- _Text block_:
+===+

A data cleaning library for Pandas and Polars DataFrames with a simple, chainable API.

These details have not been verified by PyPI

Project links

Project description

🧹 Sanex

Sanex is a comprehensive, high-performance data cleaning and preprocessing library for Python, designed to work seamlessly with both pandas and polars DataFrames. With its intuitive, chainable API, Sanex transforms the traditionally tedious process of data cleaning into an elegant, readable workflow.

🚀 Key Features

🔗 Fluent, Chainable API: Clean your data in a single, readable chain of commands
⚡ Dual Backend Support: Works effortlessly with both pandas and polars DataFrames
🧹 Comprehensive Cleaning: From basic cleaning to advanced data extraction and transformation
📊 Intelligent Outlier Detection: Multiple methods including IQR and Z-score analysis
🔍 Advanced Data Extraction: Extract emails, phone numbers, and custom patterns with regex
🎯 Smart Type Handling: Automatic type inference and standardization
📈 Performance Optimized: Designed for speed and memory efficiency
🔧 Extensible: Easily add custom cleaning functions to your pipeline

📦 Installation

Install Sanex easily with pip:

pip install sanex

Requirements:

Python 3.8+
pandas >= 1.0
polars >= 0.19

⚡ Quick Start

Here's how to transform messy data into clean, analysis-ready datasets:

import pandas as pd
import sanex as sx

# Create a messy sample dataset
data = {
    'First Name': ['  John  ', 'Jane', '  Peter', 'JOHN', None],
    'Last Name': ['Smith', 'Doe', 'Jones', 'Smith', 'Brown'],
    'Age': [28, 34, None, 28, 45],
    'Email': ['john@email.com', 'invalid-email', 'peter@test.org', 'john@email.com', None],
    'Phone': ['123-456-7890', '(555) 123-4567', 'not-a-phone', '123.456.7890', '+1-800-555-0199'],
    'Salary': ['$70,000', '80000', '$65,000.50', '$70,000', '€75,000'],
    'Active': ['True', 'False', 'yes', 'TRUE', 'N'],
    'Notes': ['  Important client  ', '', '   Follow up   ', None, 'VIP']
}
df = pd.DataFrame(data)

+===+

- _Source material_:
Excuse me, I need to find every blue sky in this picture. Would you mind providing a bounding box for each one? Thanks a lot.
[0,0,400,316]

+===+

- _Tasks_:
- A) Answer these from the Sanex description:
(i) Which Python version is the minimum requirement?
(ii) Which two methods are named for outlier detection?
(iii) What command installs the library?
- B) Please extract the stretch of the Sanex description from "These details have" through "elegant, readable workflow.", copying it word for word.
You won't need the material for any of this.

- _Worked solutions_:
- A)
(i) Python 3.8+
(ii) IQR and Z-score analysis
(iii) pip install sanex

- B)
These details have not been verified by PyPI

Project links

Project description

🧹 Sanex

Sanex is a comprehensive, high-performance data cleaning and preprocessing library for Python, designed to work seamlessly with both pandas and polars DataFrames. With its intuitive, chainable API, Sanex transforms the traditionally tedious process of data cleaning into an elegant, readable workflow.